→ **Task prompt**
Switch "rough mask" to "coarse mask" in the entries from the line that contains "Each <instance> should" through the line that contains "positive clicks: (206, 392) (174, 404)", and give back only those lines with nothing else changed.

→ **Listed entries**
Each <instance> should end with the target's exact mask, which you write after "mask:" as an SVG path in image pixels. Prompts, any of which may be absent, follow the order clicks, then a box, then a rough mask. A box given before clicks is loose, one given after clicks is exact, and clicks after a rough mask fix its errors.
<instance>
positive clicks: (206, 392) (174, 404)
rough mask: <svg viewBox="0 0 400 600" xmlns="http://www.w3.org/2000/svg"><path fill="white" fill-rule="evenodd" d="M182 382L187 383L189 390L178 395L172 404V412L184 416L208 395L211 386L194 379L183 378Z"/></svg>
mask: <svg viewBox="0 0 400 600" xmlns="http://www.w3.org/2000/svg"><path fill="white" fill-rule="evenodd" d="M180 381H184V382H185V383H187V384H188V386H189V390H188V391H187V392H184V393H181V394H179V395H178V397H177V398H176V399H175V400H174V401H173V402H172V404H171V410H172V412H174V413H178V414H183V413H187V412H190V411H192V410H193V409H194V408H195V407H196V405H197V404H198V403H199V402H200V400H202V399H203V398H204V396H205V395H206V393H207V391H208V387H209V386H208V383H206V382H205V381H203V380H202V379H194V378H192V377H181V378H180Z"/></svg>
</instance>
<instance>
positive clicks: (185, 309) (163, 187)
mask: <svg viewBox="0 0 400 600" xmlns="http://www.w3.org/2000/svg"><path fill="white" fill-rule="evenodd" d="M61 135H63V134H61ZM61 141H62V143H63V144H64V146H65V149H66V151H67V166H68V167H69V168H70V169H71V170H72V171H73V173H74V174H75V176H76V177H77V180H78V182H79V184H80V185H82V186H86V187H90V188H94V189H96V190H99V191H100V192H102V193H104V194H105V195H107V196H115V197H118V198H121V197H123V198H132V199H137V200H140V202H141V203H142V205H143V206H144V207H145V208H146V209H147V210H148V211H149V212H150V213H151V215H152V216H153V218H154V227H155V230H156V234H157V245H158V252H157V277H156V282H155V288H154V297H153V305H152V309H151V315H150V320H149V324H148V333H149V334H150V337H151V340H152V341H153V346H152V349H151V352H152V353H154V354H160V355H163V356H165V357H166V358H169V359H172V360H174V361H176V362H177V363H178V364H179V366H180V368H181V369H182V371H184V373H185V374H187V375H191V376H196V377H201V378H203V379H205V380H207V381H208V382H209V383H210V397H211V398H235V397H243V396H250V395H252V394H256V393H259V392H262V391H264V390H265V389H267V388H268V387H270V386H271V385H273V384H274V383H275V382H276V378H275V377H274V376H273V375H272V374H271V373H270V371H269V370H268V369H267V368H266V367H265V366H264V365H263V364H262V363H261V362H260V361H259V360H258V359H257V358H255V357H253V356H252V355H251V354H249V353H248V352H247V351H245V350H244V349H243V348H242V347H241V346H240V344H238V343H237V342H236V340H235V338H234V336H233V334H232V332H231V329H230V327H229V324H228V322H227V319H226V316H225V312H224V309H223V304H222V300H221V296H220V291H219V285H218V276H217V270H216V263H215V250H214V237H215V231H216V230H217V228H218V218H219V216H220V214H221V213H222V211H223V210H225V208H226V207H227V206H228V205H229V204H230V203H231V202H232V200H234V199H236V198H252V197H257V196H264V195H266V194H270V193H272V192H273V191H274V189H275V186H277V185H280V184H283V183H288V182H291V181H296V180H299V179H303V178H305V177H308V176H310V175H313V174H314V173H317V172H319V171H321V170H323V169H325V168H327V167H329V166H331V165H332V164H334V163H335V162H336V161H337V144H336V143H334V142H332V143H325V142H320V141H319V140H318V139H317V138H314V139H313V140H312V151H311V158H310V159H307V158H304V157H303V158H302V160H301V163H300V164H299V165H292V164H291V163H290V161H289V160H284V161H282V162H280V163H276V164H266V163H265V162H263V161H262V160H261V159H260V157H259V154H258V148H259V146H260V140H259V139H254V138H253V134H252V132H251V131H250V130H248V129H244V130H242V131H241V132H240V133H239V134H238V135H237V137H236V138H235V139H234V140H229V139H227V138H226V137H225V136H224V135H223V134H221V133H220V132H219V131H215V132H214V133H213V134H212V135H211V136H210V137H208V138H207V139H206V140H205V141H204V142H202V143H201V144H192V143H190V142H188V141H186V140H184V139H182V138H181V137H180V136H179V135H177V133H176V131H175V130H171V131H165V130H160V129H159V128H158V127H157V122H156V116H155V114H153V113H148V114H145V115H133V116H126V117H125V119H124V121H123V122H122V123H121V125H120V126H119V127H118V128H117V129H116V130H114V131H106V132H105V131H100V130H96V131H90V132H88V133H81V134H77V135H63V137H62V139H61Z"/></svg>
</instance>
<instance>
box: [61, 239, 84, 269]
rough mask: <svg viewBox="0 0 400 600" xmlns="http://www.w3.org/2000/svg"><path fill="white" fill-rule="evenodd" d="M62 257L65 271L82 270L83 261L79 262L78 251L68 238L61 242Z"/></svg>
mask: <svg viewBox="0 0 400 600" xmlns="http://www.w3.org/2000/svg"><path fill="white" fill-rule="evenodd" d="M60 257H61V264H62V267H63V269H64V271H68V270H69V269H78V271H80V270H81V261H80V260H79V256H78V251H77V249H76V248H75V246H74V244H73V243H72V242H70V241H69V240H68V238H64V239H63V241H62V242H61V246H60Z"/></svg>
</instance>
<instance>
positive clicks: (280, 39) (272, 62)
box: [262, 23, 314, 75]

==

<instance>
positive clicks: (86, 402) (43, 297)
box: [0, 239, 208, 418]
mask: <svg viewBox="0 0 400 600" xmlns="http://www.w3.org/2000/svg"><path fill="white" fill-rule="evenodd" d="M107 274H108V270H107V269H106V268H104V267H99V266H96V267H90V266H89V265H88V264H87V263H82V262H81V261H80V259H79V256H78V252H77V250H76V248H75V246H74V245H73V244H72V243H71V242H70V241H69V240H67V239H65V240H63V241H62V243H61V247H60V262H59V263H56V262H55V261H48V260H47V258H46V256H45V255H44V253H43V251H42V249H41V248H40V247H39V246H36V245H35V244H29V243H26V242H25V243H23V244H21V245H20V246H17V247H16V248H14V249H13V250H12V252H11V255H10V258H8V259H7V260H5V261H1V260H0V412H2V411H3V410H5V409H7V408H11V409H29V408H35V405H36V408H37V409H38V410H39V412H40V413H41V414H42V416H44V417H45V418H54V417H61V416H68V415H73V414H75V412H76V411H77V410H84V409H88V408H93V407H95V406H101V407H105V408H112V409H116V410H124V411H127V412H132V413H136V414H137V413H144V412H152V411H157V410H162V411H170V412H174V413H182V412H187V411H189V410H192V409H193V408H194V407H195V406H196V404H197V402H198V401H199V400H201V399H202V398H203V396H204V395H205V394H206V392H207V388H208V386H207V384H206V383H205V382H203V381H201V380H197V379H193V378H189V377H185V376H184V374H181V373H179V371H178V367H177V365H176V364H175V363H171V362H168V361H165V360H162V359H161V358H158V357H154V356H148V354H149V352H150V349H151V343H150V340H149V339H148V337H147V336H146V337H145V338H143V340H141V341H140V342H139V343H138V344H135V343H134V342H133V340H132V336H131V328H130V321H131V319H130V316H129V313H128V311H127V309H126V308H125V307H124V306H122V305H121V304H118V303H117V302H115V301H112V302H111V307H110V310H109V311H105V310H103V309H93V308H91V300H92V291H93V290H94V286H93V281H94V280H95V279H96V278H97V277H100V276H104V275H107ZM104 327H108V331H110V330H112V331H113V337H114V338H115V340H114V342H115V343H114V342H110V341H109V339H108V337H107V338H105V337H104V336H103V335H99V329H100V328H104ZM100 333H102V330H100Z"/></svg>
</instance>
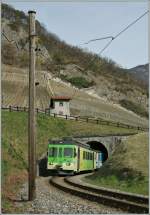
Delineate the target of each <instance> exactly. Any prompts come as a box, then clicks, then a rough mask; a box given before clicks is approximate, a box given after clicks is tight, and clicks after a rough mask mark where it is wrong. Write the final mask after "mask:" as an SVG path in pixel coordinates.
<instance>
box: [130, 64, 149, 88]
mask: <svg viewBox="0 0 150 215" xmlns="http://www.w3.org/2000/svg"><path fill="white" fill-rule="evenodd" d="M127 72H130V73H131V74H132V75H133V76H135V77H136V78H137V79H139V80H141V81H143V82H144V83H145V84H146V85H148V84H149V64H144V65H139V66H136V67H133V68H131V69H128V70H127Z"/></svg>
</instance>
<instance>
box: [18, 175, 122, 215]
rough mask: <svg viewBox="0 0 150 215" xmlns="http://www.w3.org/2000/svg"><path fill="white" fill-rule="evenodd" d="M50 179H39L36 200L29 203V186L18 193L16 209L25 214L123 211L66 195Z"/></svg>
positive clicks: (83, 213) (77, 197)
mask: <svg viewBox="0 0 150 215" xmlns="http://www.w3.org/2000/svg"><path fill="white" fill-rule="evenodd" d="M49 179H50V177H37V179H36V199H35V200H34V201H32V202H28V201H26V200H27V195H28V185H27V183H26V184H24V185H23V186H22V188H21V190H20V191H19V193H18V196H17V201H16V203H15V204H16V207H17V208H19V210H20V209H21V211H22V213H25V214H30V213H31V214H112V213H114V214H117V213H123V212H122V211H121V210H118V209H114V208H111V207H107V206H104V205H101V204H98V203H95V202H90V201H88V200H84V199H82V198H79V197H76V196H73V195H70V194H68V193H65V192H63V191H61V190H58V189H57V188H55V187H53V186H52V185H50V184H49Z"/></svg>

→ **Answer for the task**
Each <instance> should end with the target's exact mask, which you write after "mask:" as an SVG path in image pixels. Prompts, any of which may be absent, follow the order clicks, then a box, then a coarse mask. A box given before clicks is loose, one given after clicks is exact, and clicks after a coarse mask fix its errors.
<instance>
positive clicks: (206, 392) (174, 404)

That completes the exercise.